● Supplied passage:

◇ ◇ ◇ ◇ ◇

- The Jeremy Wakefield incarnation of Tuatara as depicted in Super Friends #8 (November 1977). Art by Ramona Fradon.

Publication information
- Publisher: DC Comics
- First appearance: Super Friends #8 (November 1977)
- Created by: E. Nelson Bridwell (script) Ramona Fradon (art)

In-story information
- Alter ego: Jeremy Wakefield
- Team affiliations: Global Guardians Justice League
- Abilities: Prognostication

= Tuatara (character) =

Tuatara is the name of two different characters appearing in comic books published by DC Comics.

==Fictional character biography==
===Jeremy Wakefield===
Tuatara's first appearance took place in Super Friends #8 (November 1977), which is set outside the mainstream DC Comics continuity. Jeremy Wakefield is a young New Zealander who can see into the fourth dimension of time using his third eye. He thus named himself after the tuatara, a reptile with a parietal eye or "third eye". In his first mission, he helped the Red Tornado dismantle a bomb in the Prehistoric Era. After aiding the Super Friends in battling a time menace, Tuatura becomes a member of the Global Guardians.

Tuatara's first mainstream appearance was in Justice League International #12 (April 1988). Following his introduction, Tuatara and the Global Guardians are brainwashed by Queen Bee and sent to attack Nazi strongholds and the Justice League. Tuatara battles League members Metamorpho, Elongated Man and Flash before being rendered comatose.

Tuatara is taken care of at an Australian medical facility that is sponsored by the Justice League. Shortly before he is to be transferred to the Justice League International's medical ward, Queen Bee sends a signal to awaken him. Tuatara returns to Bialya, along with Rising Sun and Wild Huntsman, who awakened at the same time as him. All three are brainwashed before being freed after battles with the Justice League and the other Guardians.

Following The New 52 and DC Rebirth relaunches, Tuatara is reintroduced during the Absolute Power event in 2024. He joins the Justice League in the series Justice League Unlimited.

===Tuatara (Silicon Syndicate)===
A second Tuatara appears as an associate of the Silicon Syndicate. He is a villain with reptilian powers.

==Powers and abilities==
Tuatara is a mutant born with three eyes. This enables him to see into the past and future, allowing him to prevent events before they occur.

◇ ◇ ◇ ◇ ◇

● Activity: Which Justice League members does Tuatara battle while brainwashed by Queen Bee, according to the Tuatara article? List them all. Rely only on the Tuatara article.

◇ ◇ ◇ ◇ ◇

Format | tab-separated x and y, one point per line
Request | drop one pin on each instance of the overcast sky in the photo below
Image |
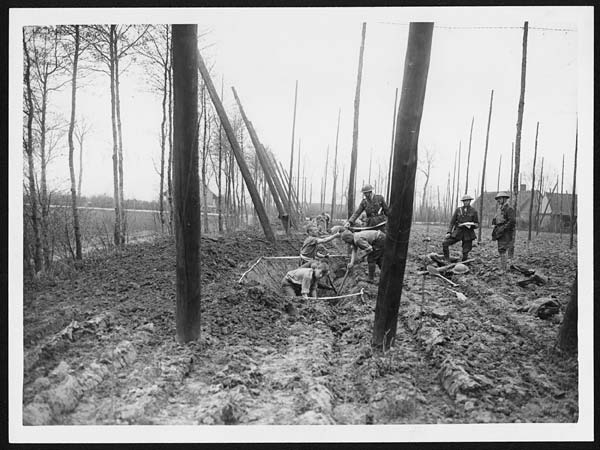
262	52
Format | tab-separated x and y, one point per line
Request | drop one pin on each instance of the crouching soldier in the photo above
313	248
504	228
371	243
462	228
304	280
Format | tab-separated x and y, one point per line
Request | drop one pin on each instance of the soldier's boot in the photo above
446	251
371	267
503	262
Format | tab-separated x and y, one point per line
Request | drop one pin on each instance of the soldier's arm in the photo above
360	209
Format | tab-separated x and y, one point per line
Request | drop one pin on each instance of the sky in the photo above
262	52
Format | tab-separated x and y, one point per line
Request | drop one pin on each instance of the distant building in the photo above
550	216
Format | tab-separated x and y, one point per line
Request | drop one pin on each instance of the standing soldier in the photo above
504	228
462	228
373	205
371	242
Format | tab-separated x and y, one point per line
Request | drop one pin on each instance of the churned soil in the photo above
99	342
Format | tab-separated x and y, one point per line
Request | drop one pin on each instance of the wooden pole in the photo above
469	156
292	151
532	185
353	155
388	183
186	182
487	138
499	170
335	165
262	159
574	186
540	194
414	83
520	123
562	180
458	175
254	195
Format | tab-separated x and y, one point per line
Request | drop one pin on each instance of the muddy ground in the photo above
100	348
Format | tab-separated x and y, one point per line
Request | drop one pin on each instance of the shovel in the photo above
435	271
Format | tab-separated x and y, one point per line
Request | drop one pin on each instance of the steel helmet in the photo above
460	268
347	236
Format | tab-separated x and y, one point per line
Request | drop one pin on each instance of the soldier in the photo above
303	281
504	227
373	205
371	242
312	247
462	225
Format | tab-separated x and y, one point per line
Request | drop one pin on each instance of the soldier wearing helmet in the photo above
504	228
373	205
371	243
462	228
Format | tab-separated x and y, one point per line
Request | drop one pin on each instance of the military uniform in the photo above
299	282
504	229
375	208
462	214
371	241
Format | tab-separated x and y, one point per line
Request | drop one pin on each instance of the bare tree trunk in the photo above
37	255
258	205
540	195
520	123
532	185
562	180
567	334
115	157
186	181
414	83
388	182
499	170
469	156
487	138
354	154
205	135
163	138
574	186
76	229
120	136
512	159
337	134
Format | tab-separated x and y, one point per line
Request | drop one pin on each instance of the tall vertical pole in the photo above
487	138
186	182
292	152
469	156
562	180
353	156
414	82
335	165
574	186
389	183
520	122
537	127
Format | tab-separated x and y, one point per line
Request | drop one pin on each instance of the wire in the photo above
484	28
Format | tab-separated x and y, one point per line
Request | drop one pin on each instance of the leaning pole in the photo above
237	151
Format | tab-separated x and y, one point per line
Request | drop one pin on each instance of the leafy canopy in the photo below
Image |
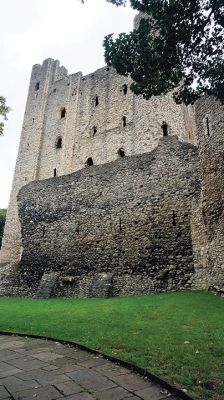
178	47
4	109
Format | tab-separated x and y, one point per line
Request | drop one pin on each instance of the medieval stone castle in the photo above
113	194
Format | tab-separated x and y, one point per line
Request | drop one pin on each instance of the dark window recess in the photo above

◇ ◇ ◇ ◇ ◇

● Answer space: Metamorpho, Elongated Man, Flash